**REQUEST**:
Put the lines of the records below into a JSON list of strings, one string per line and blank lines omitted. Include only the part that opens with the line containing "Segment the doll's leg." and closes with the last line of the records, both ends included.

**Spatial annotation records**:
——

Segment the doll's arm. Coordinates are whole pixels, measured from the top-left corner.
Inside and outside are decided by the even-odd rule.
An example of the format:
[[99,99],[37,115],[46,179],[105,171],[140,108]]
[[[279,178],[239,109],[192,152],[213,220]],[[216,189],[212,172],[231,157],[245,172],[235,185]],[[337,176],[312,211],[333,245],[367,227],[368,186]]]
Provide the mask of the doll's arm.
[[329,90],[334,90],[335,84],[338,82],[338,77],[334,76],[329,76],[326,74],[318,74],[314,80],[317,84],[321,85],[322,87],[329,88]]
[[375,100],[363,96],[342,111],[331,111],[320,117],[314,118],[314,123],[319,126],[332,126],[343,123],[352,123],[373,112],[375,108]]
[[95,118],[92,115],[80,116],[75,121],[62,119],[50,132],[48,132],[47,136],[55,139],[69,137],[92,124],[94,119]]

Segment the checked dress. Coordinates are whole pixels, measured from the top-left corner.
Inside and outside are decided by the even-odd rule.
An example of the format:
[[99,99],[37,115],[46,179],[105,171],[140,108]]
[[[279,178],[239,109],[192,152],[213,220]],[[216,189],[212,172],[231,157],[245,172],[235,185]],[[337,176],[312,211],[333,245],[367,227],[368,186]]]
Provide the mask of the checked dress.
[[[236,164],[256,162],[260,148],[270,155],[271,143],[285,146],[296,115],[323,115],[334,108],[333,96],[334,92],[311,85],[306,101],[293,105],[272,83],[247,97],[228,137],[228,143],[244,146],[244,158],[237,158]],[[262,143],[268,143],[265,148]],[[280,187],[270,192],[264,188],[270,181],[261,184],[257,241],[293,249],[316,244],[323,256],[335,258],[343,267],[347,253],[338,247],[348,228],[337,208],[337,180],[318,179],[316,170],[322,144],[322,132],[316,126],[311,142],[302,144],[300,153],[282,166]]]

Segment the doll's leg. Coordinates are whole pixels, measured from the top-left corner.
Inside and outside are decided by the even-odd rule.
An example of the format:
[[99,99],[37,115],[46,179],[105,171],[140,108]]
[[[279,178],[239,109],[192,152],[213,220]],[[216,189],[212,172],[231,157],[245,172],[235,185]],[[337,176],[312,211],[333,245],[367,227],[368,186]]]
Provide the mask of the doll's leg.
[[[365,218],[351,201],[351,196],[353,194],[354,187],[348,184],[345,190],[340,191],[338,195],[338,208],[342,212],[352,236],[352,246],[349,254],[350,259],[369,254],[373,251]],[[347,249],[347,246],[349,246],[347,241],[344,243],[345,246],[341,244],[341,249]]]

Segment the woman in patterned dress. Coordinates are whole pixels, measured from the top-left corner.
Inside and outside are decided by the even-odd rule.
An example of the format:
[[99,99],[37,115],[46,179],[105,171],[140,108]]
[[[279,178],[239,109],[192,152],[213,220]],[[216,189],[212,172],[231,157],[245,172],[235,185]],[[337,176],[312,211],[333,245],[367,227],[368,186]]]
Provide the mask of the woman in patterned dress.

——

**RESPONSE**:
[
  "Segment the doll's leg. Coordinates are whole pixels, measured from the top-left corner.",
  "Inside and outside are decided by the even-odd rule.",
  "An example of the format:",
  "[[99,99],[37,115],[46,179],[105,171],[140,108]]",
  "[[[279,178],[239,109],[192,152],[213,220]],[[216,189],[212,172],[231,157],[245,172],[235,185]],[[337,176],[312,211],[333,245],[367,227],[368,186]]]",
  "Provide the mask of the doll's leg.",
  "[[[365,218],[351,201],[351,196],[353,194],[354,187],[348,184],[345,190],[340,191],[338,195],[338,208],[342,212],[352,236],[352,246],[349,254],[350,259],[369,254],[373,251]],[[347,249],[347,246],[349,246],[347,241],[344,243],[345,246],[341,244],[341,249]]]",
  "Segment the woman in patterned dress. Coordinates are whole pixels, measured from the top-left corner.",
  "Inside and outside are decided by the even-odd rule.",
  "An example of the format:",
  "[[99,99],[37,115],[46,179],[105,171],[140,108]]",
  "[[[279,178],[239,109],[192,152],[213,220]],[[216,189],[212,172],[231,157],[245,172],[235,185]],[[337,176],[312,211],[333,245],[367,227],[368,186]]]",
  "Provide the mask of the woman in patterned dress."
]